Description of the task:
Apart from the pictures, reproduce the data below exactly as it stands.

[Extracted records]

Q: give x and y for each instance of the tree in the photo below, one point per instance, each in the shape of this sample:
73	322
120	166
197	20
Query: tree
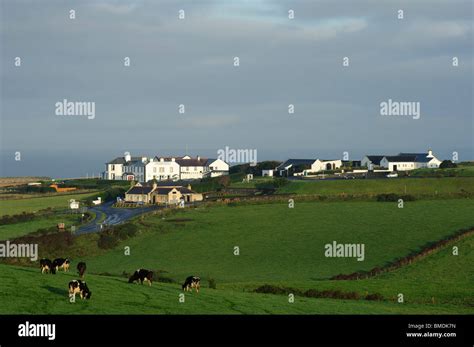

Output for this task:
Q: give x and y for each instance of the tree in the photo below, one point per instance, each in the shape of this sample:
73	322
120	166
197	20
Query: tree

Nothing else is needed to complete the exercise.